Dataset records
<<<<
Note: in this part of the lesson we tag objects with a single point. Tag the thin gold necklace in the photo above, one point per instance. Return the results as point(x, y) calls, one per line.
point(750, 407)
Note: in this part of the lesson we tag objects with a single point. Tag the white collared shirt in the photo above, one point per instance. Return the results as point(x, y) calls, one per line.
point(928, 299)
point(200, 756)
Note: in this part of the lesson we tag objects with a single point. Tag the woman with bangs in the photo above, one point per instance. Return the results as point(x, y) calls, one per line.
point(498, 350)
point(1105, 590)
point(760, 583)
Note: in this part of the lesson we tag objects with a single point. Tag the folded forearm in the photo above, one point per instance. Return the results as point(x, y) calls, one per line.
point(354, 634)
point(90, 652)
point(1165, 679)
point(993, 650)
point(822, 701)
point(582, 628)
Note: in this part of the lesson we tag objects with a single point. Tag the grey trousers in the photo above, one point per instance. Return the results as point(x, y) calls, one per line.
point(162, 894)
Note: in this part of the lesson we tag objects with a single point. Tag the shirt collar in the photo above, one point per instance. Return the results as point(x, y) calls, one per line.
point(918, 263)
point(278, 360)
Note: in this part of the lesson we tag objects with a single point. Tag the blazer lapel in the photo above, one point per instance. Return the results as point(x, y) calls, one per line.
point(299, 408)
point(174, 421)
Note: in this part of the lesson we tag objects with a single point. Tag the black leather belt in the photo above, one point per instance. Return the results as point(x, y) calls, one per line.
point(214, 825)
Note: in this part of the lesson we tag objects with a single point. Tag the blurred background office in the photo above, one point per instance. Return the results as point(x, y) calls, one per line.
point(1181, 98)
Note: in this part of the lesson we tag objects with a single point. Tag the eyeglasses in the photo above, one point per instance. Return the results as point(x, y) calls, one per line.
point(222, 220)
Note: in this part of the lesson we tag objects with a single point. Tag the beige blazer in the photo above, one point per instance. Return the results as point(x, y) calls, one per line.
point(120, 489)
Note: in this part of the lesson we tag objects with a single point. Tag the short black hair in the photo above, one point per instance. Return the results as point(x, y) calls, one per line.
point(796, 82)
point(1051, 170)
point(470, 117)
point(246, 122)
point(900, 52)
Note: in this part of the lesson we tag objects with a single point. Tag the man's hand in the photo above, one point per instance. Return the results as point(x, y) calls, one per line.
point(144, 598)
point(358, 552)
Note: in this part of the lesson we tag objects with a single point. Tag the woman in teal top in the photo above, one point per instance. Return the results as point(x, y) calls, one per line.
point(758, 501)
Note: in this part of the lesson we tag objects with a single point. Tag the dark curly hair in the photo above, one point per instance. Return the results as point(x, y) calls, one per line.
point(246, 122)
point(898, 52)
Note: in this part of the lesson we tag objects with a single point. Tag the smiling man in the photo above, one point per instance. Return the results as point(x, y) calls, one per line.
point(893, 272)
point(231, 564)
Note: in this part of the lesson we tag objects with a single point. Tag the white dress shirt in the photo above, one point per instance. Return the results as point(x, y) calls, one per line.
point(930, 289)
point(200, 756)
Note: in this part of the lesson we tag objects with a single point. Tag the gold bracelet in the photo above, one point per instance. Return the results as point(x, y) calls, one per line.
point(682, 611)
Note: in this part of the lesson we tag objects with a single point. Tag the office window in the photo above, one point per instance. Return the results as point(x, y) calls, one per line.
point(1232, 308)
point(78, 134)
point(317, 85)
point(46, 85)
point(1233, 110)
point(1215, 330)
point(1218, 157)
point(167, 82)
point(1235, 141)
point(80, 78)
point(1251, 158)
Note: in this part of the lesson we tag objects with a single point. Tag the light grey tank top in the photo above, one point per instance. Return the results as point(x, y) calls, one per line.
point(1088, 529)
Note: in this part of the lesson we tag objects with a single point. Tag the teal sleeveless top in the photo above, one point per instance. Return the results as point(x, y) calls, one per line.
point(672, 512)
>>>>
In the records above, find the line containing "Tag the teal" and print it and every later line exactly, through the last one.

#### TASK RESULT
Note: in this part of the lesson we tag objects with a single point. Tag the teal sleeveless top in the photo above, one point per instance. Return the results as point(x, y) calls, one per line.
point(672, 512)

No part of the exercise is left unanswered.